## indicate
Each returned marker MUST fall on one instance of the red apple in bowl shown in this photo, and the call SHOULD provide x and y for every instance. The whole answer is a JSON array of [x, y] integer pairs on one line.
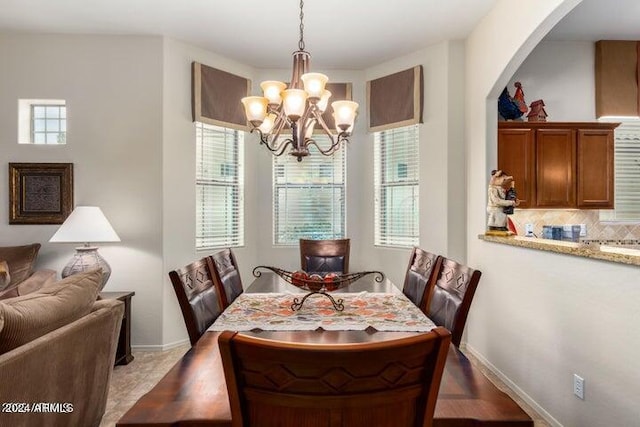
[[299, 277]]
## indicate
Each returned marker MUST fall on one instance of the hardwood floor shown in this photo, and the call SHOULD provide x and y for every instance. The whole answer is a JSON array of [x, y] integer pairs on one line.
[[130, 382]]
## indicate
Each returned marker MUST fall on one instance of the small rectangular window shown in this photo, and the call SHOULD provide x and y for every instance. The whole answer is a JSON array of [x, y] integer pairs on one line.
[[396, 186], [42, 121], [309, 196], [219, 187]]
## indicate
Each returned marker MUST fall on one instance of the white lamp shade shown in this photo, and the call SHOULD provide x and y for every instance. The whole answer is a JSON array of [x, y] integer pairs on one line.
[[255, 108], [294, 103], [314, 84], [85, 224], [272, 91]]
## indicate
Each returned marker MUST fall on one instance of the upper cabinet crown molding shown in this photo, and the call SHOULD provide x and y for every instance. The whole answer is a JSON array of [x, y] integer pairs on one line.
[[559, 164]]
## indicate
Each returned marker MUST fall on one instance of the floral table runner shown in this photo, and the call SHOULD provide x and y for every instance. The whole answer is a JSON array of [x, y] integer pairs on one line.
[[272, 312]]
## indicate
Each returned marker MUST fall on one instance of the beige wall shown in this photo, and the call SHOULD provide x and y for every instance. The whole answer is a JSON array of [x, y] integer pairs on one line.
[[113, 89]]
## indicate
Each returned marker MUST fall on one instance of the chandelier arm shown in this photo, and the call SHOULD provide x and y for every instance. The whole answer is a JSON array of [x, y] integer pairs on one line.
[[329, 151], [285, 144], [281, 121], [324, 126]]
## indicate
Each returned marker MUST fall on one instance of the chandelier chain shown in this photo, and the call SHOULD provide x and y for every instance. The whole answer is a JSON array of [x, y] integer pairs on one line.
[[301, 42]]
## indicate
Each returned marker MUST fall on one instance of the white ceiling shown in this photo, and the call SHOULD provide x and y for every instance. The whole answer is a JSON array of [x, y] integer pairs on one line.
[[344, 34]]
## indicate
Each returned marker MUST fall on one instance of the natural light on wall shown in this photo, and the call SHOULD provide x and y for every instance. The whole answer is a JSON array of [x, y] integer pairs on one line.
[[42, 121], [627, 171]]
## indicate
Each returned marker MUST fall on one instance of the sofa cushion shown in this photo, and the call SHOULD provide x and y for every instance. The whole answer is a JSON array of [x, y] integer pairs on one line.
[[27, 317], [5, 278], [21, 260]]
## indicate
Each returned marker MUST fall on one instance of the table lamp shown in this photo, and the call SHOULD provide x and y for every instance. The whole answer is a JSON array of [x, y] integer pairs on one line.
[[86, 224]]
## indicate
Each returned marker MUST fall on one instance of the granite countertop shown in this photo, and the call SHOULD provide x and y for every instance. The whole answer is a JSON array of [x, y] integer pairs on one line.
[[604, 253]]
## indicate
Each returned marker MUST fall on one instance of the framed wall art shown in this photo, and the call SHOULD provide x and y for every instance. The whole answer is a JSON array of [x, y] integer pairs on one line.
[[40, 193]]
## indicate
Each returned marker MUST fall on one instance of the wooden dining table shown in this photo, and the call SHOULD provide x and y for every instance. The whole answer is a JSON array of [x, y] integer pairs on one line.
[[194, 391]]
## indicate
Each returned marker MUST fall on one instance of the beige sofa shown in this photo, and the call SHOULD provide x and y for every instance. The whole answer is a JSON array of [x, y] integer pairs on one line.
[[57, 348], [17, 275]]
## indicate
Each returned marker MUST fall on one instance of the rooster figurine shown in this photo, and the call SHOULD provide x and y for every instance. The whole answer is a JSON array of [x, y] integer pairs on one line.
[[519, 98], [508, 107]]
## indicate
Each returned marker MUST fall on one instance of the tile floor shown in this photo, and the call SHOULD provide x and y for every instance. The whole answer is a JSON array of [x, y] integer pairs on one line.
[[130, 382]]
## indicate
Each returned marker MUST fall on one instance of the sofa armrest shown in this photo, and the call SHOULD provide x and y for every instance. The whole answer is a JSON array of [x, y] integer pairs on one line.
[[32, 283], [71, 365]]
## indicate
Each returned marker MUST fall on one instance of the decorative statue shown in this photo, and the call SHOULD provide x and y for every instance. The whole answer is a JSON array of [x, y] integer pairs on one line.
[[519, 98], [508, 107], [499, 186]]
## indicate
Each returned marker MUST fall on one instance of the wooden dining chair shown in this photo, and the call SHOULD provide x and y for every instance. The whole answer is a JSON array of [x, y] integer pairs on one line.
[[199, 298], [226, 275], [384, 384], [324, 256], [450, 297], [420, 277]]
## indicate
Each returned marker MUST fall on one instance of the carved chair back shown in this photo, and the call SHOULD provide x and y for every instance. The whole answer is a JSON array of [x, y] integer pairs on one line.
[[384, 384], [199, 298], [420, 277], [226, 275], [450, 298]]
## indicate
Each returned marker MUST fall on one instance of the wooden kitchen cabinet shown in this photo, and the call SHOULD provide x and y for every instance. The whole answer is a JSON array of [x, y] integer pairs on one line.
[[559, 164]]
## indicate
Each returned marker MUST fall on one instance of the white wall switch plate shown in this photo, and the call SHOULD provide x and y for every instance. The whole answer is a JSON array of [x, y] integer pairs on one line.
[[578, 386]]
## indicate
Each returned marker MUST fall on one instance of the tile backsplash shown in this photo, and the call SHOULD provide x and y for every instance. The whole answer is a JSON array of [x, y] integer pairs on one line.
[[596, 230]]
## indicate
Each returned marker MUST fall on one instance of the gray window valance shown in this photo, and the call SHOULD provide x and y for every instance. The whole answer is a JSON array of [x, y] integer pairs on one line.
[[395, 100], [216, 95]]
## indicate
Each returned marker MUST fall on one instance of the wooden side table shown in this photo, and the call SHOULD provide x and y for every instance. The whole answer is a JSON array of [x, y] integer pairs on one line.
[[123, 353]]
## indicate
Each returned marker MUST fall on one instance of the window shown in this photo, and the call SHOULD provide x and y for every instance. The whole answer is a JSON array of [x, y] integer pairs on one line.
[[396, 177], [627, 173], [42, 121], [309, 197], [219, 187]]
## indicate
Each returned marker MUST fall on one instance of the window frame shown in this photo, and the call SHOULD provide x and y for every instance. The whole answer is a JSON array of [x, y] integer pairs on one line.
[[382, 184], [322, 177], [234, 235]]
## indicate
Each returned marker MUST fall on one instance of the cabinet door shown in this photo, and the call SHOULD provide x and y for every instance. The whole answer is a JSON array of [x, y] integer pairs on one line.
[[556, 159], [516, 156], [595, 169]]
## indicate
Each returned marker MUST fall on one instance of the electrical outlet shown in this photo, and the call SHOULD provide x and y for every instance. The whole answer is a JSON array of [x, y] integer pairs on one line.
[[528, 230], [578, 386], [583, 230]]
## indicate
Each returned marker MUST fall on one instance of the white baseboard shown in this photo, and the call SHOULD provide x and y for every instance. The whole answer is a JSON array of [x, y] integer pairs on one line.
[[163, 347], [517, 390]]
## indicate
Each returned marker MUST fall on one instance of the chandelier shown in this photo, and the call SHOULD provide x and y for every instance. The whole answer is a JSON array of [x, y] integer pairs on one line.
[[298, 108]]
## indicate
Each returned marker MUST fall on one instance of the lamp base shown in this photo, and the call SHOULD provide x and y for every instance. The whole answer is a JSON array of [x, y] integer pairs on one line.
[[87, 258]]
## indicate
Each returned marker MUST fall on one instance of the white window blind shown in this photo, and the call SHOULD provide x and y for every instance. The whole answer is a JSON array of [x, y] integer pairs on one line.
[[309, 196], [396, 182], [219, 187], [627, 173]]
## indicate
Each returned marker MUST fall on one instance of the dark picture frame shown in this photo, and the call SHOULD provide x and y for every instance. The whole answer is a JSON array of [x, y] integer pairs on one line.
[[40, 193]]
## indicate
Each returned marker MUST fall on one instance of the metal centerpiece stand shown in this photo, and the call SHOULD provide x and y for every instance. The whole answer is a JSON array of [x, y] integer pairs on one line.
[[318, 287]]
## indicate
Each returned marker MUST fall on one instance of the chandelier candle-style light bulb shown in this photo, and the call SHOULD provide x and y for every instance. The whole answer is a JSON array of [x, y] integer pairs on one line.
[[294, 103], [314, 85], [285, 117], [324, 101], [273, 91], [255, 108], [344, 113], [268, 123]]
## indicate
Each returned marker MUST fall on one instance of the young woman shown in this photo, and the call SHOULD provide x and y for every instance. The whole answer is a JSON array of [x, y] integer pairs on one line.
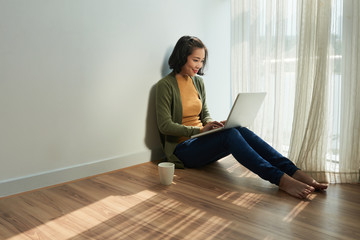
[[182, 112]]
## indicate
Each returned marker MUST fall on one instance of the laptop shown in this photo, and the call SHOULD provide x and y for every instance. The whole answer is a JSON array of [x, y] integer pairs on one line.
[[243, 112]]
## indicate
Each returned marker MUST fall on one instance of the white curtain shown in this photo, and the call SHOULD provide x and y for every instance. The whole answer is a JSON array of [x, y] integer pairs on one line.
[[305, 55]]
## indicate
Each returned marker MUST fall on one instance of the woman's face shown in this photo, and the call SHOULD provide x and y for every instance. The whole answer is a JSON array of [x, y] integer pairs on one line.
[[194, 62]]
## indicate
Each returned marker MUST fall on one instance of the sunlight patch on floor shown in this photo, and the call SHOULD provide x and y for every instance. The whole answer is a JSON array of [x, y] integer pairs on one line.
[[246, 200], [298, 209], [90, 216]]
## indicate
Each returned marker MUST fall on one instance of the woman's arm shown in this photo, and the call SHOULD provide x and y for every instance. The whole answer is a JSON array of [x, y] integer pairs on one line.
[[166, 115]]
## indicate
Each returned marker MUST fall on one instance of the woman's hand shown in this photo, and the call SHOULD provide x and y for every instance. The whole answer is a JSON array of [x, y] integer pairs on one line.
[[212, 125]]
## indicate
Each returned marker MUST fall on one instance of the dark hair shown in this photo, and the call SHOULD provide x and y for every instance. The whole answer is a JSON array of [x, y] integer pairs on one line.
[[183, 48]]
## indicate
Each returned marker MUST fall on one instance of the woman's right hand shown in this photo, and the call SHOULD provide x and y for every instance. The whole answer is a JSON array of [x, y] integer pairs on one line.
[[211, 125]]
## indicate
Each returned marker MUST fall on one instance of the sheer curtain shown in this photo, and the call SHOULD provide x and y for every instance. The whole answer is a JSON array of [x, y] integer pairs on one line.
[[305, 55]]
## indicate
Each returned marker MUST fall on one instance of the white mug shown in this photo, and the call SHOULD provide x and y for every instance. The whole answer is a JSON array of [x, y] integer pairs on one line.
[[166, 172]]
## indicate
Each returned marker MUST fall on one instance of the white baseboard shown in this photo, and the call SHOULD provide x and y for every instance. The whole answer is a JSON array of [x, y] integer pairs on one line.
[[45, 179]]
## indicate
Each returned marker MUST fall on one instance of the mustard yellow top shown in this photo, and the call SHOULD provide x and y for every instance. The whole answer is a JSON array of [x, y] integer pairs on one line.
[[191, 103]]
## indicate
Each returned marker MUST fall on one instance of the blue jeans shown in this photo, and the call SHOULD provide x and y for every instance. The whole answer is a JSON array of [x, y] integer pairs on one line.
[[247, 148]]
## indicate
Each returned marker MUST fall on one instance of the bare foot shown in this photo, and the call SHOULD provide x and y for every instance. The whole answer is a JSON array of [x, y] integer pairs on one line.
[[294, 187], [303, 177]]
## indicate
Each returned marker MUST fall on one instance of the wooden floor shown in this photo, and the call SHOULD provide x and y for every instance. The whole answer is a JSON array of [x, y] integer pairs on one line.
[[220, 201]]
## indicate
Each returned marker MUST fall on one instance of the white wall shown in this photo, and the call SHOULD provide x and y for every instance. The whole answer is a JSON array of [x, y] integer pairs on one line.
[[77, 77]]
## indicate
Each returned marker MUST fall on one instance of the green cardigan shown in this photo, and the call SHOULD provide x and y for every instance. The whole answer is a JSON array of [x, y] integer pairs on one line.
[[169, 114]]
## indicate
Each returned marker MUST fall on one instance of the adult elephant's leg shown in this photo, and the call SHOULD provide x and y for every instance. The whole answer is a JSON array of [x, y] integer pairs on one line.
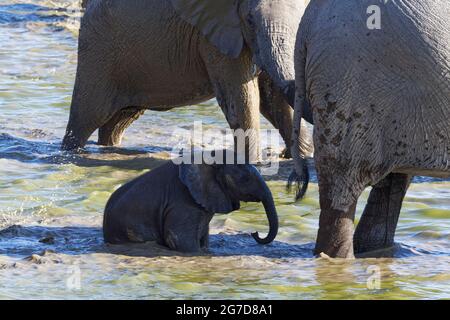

> [Goal] Give the rows from the start up to and including the line with "[[396, 186], [42, 121], [309, 196], [219, 187]]" as a JSON list of strings, one string per line, with blank lines and the pictures left out.

> [Completed exercise]
[
  "## indicate",
  "Each returned marker MUST fall on one instance of the red apple in bowl shown in this photo, and the call SHOULD provide x and y for every instance. The whole answer is a JSON array of [x, y] integer pairs on one line.",
  "[[299, 277]]",
  "## indicate",
  "Each returned marker MUST fall on one instance of the hardwood floor shown in this photo, and the call SHOULD provide x and y for every instance. The whole answer is a JSON array of [x, y] integer pairs on one line.",
  "[[130, 382]]",
  "## indicate",
  "Each returned marker MUST fall on one instance of the small rectangular window shown in this photo, and the call SHOULD provide x and y for every instance. The whole answer is a JSON array of [x, y] integer pairs on one line.",
  "[[396, 186], [42, 121], [309, 196], [219, 187]]"
]